▶ _EXCERTO DA PÁGINA_

▼▼▼

Acórdão do Tribunal da Relação de Guimarães
Processo:
732/09.8GAVNF-A.G1
Relator: LAURA MAURÍCIO
Descritores: PENA ACESSÓRIA
INIBIÇÃO DE CONDUZIR
CUMPRIMENTO
REGIME DE DESCONTINUIDADE
Nº do Documento: RG
Data do Acordão: 10/23/2017
Votação: UNANIMIDADE
Texto Integral: S
Meio Processual: RECURSO PENAL
Decisão: IMPROCEDENTE
Indicações Eventuais: SECÇÃO PENAL
Sumário:
I) O artº 69º, do Código Penal não prevê a possibilidade do cumprimento descontínuo da pena acessória de inibição de condução, porquanto não faria sentido aplicar ao crime um regime mais benevolente do que aquele que é traçado para a contra-ordenação, por factos da mesma natureza mas de gravidade menor, onde tal regime é expressamente afastado pela lei.

II) Assim, o prazo da proibição apenas não decorre durante o tempo em que o agente estiver privado da liberdade por força de medida de coação processual, pena ou medida de segurança.
Decisão Texto Integral:
Acordam, em conferência, os Juízes na Secção Penal do Tribunal da Relação de Guimarães

Relatório

No âmbito dos autos com o NUIPC nº 732/09.8GAVNF, em que é arguido A. F., foi, em 30 de maio de 2017, proferido despacho cujo teor é o seguinte:

“Concordo com a liquidação da pena acessória de proibição de conduzir veículos motorizados, pelo que a homologo. Notifique. Comunique nos termos promovidos.”

E tal despacho recaiu sobre promoção do seguinte teor:

“ Uma vez que, de acordo com a informação que antecede, o condenado já se encontra em liberdade, promovo se determine que o período de 3 anos de proibição de conduzir veículos com motor em que foi condenado nos presentes autos teve o seu início no dia 22-05-2017 e terá o seu termo no dia 22-05-2020, com informação à ANSR e ao IMT.”


*

Inconformado com a decisão, o arguido interpôs recurso, extraindo da respetiva motivação as seguintes conclusões:

1. O arguido foi restituído à liberdade em 21 de maio do presente ano.

2. O arguido está titulado há muitos anos.

3. O arguido perfez 50 anos de idade na prisão e não pôde revalidar a carta de condução

4. Por força dessa circunstância, não pode exibir o título e como tal, não se pode candidatar ao exame de condução prático para a referida revalidação no período de 22-05-2017 a 22-05-2020.

5. Esta sanção acessória fará caducar o direito ao título de condução.

6. Em bom rigor, a sanção acessória está prejudicada porque a licença não está em vigor, porque não revalidada aos 50 anos, estava preso.

7. O arguido está a ser tratado de forma absolutamente desigual em relação aos demais cidadãos da república – art.13 da CRP.


*

O recurso foi admitido e fixado o respetivo regime de subida e efeito.

▲▲▲

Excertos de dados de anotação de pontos

▼▼▼

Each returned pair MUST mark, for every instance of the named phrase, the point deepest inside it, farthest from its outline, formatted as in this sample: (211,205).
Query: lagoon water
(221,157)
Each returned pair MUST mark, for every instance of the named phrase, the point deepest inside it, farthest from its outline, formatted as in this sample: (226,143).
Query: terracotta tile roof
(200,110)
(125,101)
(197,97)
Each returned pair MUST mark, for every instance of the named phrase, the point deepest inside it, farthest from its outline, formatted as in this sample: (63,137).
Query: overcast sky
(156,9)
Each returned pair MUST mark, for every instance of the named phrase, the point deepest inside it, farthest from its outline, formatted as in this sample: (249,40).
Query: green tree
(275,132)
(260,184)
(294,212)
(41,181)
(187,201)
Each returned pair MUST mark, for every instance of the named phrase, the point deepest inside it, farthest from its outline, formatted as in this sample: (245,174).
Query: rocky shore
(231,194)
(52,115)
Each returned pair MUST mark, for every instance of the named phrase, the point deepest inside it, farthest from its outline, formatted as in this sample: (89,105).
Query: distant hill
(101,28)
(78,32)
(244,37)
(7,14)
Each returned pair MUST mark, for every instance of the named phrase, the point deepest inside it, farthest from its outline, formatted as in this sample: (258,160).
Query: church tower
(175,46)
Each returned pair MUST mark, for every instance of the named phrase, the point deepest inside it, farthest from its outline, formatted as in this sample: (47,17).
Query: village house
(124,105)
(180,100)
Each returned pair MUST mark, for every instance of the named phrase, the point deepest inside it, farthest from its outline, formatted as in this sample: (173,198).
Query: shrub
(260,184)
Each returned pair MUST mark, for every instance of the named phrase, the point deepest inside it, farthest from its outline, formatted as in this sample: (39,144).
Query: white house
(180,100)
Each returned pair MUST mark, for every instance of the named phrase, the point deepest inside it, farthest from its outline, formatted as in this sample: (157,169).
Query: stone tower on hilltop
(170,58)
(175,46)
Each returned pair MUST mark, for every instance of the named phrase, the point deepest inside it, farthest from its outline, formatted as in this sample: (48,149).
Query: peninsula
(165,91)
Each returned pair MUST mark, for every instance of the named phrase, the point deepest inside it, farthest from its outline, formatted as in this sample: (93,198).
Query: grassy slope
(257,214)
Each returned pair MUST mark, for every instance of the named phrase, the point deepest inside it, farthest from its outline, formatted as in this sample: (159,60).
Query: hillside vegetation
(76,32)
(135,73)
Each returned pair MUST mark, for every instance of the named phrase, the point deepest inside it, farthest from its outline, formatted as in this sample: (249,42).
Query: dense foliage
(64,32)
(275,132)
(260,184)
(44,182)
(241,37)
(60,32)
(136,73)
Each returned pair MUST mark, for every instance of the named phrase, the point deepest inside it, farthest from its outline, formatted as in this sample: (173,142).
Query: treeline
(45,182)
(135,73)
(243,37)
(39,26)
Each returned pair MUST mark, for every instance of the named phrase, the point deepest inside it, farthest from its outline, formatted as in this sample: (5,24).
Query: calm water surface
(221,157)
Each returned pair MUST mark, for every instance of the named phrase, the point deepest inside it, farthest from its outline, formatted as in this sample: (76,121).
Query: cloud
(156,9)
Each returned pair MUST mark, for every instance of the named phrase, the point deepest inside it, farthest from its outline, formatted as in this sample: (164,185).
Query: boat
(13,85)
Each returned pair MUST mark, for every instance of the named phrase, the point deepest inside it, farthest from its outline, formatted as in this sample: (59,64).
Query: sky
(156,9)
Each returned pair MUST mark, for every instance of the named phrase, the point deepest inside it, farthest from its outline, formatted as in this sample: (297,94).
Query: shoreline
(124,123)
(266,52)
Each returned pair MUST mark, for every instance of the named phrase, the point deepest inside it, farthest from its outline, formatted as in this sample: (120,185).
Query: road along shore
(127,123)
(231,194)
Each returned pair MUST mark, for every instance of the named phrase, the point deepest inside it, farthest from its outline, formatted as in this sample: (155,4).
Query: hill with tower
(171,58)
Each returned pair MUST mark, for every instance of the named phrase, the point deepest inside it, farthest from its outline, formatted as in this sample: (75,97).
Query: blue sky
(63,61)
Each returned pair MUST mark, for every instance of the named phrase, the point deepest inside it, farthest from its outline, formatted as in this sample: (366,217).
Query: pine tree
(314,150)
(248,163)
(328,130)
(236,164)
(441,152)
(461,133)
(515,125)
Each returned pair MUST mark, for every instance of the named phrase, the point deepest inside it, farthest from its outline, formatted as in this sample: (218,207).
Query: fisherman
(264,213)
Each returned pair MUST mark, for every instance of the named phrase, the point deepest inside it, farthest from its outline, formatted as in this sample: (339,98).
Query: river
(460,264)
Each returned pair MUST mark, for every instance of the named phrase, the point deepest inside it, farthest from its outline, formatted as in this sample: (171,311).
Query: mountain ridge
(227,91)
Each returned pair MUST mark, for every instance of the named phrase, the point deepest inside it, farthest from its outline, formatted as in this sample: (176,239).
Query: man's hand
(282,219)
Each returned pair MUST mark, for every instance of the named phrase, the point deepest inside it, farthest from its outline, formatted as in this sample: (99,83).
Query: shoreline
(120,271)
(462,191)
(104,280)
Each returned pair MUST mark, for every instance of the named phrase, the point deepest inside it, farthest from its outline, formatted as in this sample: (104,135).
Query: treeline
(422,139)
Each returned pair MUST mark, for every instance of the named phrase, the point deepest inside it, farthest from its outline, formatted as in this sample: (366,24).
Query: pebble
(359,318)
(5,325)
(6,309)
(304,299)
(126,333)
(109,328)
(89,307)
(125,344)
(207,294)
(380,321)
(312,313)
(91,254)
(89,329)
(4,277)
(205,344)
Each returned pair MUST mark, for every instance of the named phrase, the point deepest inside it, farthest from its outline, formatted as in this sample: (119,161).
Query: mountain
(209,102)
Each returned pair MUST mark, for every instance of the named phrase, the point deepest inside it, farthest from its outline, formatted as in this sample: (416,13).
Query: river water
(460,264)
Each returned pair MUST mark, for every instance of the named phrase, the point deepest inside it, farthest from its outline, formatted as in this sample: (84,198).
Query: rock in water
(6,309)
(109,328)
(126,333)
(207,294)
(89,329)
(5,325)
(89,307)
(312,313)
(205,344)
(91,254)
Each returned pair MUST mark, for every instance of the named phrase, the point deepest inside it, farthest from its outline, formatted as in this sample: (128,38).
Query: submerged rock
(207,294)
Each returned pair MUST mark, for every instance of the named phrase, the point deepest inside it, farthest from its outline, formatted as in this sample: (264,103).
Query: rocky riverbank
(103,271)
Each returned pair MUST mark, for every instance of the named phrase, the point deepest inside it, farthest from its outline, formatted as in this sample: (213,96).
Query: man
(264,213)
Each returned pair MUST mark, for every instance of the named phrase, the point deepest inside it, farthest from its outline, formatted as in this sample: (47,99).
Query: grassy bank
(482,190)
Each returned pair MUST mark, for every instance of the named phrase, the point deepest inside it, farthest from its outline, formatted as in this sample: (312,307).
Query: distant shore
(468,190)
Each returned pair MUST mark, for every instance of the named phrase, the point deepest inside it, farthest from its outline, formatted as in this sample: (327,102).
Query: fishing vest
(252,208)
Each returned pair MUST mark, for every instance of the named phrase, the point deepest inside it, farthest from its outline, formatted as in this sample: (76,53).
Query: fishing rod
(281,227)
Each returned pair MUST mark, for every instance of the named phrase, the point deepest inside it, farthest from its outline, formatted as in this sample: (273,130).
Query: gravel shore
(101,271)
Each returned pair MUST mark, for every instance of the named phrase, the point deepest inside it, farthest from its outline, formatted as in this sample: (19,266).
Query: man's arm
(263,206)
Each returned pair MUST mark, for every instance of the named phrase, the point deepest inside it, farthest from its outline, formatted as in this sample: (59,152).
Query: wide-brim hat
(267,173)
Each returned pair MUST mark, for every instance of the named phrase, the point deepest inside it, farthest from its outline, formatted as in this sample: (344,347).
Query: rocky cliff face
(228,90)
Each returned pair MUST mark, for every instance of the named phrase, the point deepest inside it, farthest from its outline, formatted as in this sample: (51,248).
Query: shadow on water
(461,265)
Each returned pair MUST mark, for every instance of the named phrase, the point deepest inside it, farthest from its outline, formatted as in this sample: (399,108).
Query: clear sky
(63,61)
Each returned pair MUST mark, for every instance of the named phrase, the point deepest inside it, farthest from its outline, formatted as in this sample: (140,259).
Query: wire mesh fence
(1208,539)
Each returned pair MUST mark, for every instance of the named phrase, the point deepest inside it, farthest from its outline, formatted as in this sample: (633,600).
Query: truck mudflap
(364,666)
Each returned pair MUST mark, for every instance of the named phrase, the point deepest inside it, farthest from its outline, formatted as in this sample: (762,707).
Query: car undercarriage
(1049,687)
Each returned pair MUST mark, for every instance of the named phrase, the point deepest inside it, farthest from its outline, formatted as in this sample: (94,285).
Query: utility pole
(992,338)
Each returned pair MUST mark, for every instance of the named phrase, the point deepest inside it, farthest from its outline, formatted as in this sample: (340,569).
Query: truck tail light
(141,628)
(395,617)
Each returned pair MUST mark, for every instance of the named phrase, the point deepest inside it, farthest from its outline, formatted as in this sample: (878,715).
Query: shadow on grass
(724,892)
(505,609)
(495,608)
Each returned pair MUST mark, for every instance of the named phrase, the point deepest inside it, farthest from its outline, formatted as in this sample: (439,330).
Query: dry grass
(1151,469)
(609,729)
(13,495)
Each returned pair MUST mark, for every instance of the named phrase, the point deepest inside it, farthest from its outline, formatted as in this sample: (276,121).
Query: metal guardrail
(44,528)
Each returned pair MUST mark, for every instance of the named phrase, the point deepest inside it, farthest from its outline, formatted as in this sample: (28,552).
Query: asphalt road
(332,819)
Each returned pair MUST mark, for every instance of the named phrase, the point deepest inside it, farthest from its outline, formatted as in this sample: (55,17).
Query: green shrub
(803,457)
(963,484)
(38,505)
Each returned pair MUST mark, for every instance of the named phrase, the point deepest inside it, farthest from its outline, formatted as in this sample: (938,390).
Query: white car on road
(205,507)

▲▲▲

▶ _EXERCÍCIO ESCRITO 1_
Reescreve o trecho do acórdão que começa em "4. Por força" e vai até "anos, estava preso.", substituindo "sanção acessória" por "pena acessória".
▶ _EXERCÍCIO ESCRITO 2_
Segundo o sumário do acórdão, porque é que o artº 69º do Código Penal não admite o cumprimento descontínuo da pena acessória de inibição de condução?
Os registos provêm de uma fonte diferente.

▶ _RESPOSTA FINAL 1_
4. Por força dessa circunstância, não pode exibir o título e como tal, não se pode candidatar ao exame de condução prático para a referida revalidação no período de 22-05-2017 a 22-05-2020.

5. Esta pena acessória fará caducar o direito ao título de condução.

6. Em bom rigor, a pena acessória está prejudicada porque a licença não está em vigor, porque não revalidada aos 50 anos, estava preso.

▶ _RESPOSTA FINAL 2_
Porque não faria sentido aplicar ao crime um regime mais benevolente do que o traçado para a contra-ordenação. Esta abrange factos da mesma natureza mas de menor gravidade, e nela a lei afasta expressamente esse regime.